Give back only the lines in the records below from the one with "Task: for the greenhouse-bench survey, tag the white woven" to the one with "Task: for the greenhouse-bench survey, tag the stone", both inclusive, word for word.

EXCERPTED RECORDS:
=== Section Start ===
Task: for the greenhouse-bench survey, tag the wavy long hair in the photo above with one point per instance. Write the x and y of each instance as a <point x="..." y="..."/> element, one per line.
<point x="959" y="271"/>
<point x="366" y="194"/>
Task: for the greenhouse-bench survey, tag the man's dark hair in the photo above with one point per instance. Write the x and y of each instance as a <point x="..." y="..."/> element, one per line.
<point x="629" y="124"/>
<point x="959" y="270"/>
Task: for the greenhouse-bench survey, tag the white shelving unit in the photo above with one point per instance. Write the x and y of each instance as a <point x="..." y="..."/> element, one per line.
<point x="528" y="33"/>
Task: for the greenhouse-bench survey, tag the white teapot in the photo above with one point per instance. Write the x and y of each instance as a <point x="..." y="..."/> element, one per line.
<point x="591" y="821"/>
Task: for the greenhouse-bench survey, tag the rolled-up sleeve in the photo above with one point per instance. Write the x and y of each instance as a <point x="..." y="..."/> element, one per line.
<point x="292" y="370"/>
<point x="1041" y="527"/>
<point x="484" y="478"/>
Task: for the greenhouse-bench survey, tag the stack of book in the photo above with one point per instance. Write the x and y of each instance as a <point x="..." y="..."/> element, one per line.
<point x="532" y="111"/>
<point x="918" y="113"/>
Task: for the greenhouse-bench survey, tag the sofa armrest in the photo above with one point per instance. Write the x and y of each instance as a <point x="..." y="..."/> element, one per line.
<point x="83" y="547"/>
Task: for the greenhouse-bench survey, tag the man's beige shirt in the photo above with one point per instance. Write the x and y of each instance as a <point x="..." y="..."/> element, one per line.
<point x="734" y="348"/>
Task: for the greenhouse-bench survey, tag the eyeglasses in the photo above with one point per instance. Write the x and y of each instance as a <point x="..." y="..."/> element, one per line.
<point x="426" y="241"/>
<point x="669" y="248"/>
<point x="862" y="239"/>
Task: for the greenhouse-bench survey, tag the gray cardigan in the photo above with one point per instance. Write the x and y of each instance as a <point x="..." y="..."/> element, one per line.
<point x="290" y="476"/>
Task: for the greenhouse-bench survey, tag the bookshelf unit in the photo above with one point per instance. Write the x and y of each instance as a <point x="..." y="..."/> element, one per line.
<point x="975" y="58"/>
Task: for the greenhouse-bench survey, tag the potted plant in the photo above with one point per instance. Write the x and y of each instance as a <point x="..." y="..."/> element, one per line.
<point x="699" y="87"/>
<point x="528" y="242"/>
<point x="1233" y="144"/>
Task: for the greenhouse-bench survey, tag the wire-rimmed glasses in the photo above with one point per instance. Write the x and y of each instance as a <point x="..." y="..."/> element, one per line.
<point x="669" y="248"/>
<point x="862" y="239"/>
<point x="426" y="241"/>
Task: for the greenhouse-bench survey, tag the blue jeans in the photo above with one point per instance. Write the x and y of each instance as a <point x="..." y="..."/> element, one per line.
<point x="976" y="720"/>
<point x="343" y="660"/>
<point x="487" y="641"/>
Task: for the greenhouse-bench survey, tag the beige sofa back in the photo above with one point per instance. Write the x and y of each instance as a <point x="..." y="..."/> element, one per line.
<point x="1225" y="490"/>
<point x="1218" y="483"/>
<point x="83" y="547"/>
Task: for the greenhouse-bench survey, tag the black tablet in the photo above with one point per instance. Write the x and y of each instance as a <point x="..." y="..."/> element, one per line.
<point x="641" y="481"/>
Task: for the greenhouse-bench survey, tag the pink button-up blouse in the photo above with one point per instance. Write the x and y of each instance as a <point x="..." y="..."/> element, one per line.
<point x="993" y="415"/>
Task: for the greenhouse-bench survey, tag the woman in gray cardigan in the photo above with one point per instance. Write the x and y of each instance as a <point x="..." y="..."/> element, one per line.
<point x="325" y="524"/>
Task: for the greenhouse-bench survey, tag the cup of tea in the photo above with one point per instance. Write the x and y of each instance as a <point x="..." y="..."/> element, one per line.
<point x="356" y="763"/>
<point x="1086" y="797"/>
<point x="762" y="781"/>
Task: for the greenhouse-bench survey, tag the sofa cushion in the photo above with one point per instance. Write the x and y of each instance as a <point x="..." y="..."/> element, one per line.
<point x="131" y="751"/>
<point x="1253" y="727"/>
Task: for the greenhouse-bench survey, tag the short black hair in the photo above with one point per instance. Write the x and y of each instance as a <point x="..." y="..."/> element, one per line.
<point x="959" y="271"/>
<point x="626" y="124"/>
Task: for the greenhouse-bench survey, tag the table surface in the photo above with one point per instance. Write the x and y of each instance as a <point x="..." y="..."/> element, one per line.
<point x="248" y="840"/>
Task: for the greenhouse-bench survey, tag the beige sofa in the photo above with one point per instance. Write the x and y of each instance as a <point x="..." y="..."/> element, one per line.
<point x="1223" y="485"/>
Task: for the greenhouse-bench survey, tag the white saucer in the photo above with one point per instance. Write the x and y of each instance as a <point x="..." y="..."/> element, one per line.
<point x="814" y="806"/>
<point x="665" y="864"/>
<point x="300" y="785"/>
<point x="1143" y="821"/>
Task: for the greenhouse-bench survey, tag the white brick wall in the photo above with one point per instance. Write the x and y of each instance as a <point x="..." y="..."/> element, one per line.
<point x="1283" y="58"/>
=== Section End ===
=== Section Start ===
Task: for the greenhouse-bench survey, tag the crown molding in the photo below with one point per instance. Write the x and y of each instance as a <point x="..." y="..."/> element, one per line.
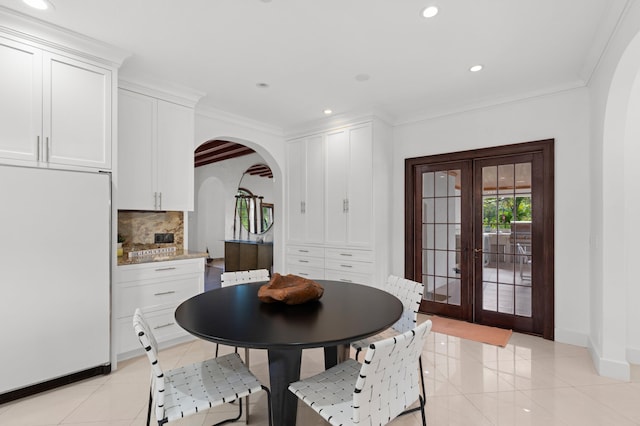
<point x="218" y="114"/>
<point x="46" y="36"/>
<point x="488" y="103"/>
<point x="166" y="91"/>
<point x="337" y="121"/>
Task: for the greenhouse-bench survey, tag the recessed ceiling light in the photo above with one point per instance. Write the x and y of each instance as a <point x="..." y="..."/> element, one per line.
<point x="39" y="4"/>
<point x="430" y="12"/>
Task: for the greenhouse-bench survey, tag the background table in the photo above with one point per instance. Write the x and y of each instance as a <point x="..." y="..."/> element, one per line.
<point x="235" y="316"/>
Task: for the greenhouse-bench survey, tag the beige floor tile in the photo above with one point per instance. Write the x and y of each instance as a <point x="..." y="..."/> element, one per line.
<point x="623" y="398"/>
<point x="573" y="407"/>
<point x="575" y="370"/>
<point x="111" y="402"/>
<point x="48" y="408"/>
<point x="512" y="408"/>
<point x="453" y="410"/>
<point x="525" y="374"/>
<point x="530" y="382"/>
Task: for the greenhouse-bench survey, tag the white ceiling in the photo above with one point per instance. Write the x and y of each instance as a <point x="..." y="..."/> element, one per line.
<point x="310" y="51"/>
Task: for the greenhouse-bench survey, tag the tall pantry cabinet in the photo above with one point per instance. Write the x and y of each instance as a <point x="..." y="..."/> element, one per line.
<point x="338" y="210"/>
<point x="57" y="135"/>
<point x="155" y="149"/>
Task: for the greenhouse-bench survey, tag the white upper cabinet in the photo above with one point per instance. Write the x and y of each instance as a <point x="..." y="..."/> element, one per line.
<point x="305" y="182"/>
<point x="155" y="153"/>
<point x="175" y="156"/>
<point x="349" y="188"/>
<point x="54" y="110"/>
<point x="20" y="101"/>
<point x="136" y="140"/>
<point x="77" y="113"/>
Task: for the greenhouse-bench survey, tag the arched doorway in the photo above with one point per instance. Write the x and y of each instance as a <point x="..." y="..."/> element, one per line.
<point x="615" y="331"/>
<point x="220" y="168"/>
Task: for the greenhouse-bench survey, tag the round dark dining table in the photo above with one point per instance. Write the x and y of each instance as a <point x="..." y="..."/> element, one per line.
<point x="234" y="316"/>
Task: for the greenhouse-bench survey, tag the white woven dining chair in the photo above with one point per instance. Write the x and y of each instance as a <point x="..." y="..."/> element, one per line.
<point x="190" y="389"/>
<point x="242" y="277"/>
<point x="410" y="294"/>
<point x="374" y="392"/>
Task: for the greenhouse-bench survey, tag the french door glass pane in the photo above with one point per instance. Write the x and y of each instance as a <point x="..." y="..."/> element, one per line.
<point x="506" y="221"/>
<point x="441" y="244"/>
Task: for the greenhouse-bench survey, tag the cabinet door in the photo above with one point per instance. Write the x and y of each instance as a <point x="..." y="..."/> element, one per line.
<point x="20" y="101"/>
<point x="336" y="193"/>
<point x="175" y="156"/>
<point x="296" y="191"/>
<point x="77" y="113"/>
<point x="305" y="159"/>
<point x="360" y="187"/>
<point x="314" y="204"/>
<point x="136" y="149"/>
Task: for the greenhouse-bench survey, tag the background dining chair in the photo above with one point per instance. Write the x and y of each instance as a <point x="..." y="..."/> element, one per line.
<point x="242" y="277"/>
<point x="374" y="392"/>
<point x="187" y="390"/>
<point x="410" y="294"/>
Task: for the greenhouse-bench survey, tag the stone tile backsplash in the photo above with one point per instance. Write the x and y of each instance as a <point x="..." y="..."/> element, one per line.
=== Section End ===
=== Section Start ===
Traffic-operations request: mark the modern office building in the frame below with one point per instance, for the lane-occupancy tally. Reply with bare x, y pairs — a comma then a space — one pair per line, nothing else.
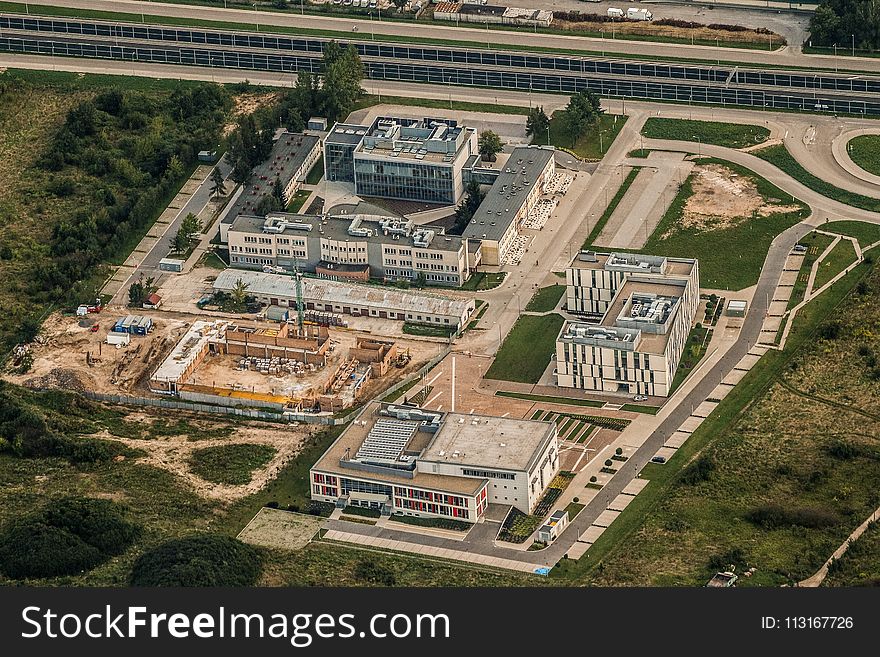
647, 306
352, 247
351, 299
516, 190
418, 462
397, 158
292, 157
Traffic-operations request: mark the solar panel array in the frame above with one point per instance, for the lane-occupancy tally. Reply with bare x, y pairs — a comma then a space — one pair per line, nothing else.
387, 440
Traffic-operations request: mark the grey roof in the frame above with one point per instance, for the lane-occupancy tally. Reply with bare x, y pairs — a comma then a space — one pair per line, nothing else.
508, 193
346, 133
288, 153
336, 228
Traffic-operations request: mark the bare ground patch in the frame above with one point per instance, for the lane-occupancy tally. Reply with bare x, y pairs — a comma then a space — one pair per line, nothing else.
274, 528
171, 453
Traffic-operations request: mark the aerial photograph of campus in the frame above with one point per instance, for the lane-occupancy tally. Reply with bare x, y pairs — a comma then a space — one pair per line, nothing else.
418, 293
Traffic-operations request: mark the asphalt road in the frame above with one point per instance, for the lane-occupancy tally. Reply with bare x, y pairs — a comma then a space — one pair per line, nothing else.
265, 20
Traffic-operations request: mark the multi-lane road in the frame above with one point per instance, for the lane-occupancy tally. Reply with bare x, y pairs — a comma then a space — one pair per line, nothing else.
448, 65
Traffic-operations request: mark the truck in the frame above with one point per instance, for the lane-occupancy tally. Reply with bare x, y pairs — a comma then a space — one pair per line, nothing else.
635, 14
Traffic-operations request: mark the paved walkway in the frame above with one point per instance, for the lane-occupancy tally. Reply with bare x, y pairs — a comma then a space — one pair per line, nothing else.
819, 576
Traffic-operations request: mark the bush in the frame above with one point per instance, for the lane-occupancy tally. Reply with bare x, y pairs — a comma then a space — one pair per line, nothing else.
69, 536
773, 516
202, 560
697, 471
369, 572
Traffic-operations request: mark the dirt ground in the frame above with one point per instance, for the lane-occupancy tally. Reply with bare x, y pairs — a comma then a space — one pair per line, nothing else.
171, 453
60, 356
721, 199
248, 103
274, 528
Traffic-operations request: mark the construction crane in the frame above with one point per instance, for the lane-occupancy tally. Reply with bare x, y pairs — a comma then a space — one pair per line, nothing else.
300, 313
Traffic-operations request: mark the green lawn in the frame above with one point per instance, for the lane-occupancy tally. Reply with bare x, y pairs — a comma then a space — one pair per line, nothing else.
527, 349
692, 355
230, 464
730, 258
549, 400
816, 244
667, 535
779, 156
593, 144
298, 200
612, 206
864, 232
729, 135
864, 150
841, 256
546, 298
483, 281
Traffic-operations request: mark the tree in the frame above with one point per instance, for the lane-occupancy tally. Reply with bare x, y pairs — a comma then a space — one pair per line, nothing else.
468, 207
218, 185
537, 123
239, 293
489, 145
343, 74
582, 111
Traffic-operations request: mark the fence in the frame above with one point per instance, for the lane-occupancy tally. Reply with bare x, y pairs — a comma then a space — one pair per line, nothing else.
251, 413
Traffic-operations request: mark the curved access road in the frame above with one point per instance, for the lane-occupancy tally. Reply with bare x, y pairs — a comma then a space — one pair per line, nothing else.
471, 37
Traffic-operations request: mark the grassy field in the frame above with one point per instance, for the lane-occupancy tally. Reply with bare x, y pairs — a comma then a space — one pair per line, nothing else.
=== Section End ===
ANSWER AREA:
Task: for the greenhouse-bench survey, tag the white woven dining chair in the photo above with one point per instance. Write the x and y of each instance as a <point x="..." y="..."/> element, one per line.
<point x="190" y="389"/>
<point x="242" y="277"/>
<point x="410" y="294"/>
<point x="374" y="392"/>
Task: for the greenhouse-bench survey, tag the french door glass pane in the photo above with one point per instance. Write the x and y of each instance as a <point x="..." y="..."/> element, one per line.
<point x="506" y="221"/>
<point x="441" y="244"/>
Task: for the greenhouse-bench survey, tag the cabinet door in the photo above with one point per instance. Write the x and y of each instance as a <point x="..." y="..."/> element, one per line.
<point x="20" y="101"/>
<point x="336" y="193"/>
<point x="175" y="156"/>
<point x="296" y="191"/>
<point x="77" y="113"/>
<point x="305" y="159"/>
<point x="360" y="187"/>
<point x="314" y="204"/>
<point x="136" y="149"/>
Task: for the greenhouse-bench survey, tag the background dining chair in the photo above with one point per instance. Write the x and y of each instance as a <point x="..." y="..."/> element, one per line.
<point x="242" y="277"/>
<point x="374" y="392"/>
<point x="187" y="390"/>
<point x="410" y="294"/>
Task: for the greenhouse-bench survey, tag the stone tile backsplash in the photo above with one point per instance. Write the x and y of each instance as a <point x="..." y="..."/> element, one per line.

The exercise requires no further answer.